• **Text**:
Georgia, Chechnya and the Babushkas: Thoughts on Sokurov’s “Alexandra.”
Another urgent email from Oxfam America’s Tim Fullerton has just landed in my Inbox, awakening me from the constant Obama-McCain news-stream; Tim is asking for donations to respond to the Georgian crisis, among other disasters. I am reminded that just two weeks ago our constant surfeit of Olympic news was also interrupted – though only sporadically – by reports of violence in South Ossetia. Where? South what? We had barely heard of this region, whose name sounded more like a fictitious location in some Lehár operetta or Walt Disney production. But soon enough we were hearing conflicting stories about Georgian and Russian incursions and invasions, alleged “ethnic cleansing” and questionable “peace keepers.” It was hard to sort out the good guys from the bad, and the situation was surely more complex than much of what we learned from our largely pro-Georgian news media. And, as though competing for attention with more exciting sports events, the political reporting talked in terms of a fascinating game between geopolitical opponents. Shaakashvili had “overplayed his hand;” Putin and Medvedev were just waiting “for an opening” to act more aggressively. Poland, signing on to the U.S. missile defense treaty, had made a “provocative move” and called forth threats of retaliation from Russia. By now, the beginning of September, the situation has escalated to a major confrontation between Russia and “the West” that is taken into account even by our presidential candidates.

• **To be done**:
1. From the essay on Georgia, list the game-like phrases quoted from the political reporting to describe the moves of the opposing sides.
2. Answer these questions using the essay on Georgia.
(a) Who sent the email asking for donations, and for which organization?
(b) What did Poland sign on to?
(c) At what point in the year is the writer writing?
3. Rewrite the paragraph of the essay on Georgia that begins "Another urgent email" as a short list of its main points.

• **Given information**:
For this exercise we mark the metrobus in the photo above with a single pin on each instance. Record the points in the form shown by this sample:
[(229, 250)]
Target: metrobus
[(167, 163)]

• **Exercise solutions**:
1.
- "overplayed his hand"
- "for an opening"
- "provocative move"

2.
(a) Tim Fullerton, for Oxfam America.
(b) The U.S. missile defense treaty.
(c) The beginning of September.

3.
- An email from Oxfam America's Tim Fullerton asks for donations for the Georgian crisis and other disasters, breaking into the constant Obama-McCain news.
- Two weeks earlier, reports of violence in South Ossetia interrupted the Olympic news now and then, and the region was barely known.
- Conflicting stories followed about Georgian and Russian incursions and invasions, alleged "ethnic cleansing" and questionable "peace keepers."
- It was hard to tell the good guys from the bad. The situation was likely more complex than the largely pro-Georgian news media showed.
- Political reporting treated the conflict as a game between geopolitical opponents:
  - Shaakashvili had "overplayed his hand."
  - Putin and Medvedev were waiting "for an opening."
  - Poland's signing of the U.S. missile defense treaty was a "provocative move" that drew threats of retaliation from Russia.
- By early September, the crisis had grown into a major confrontation between Russia and "the West," one that even the presidential candidates take into account.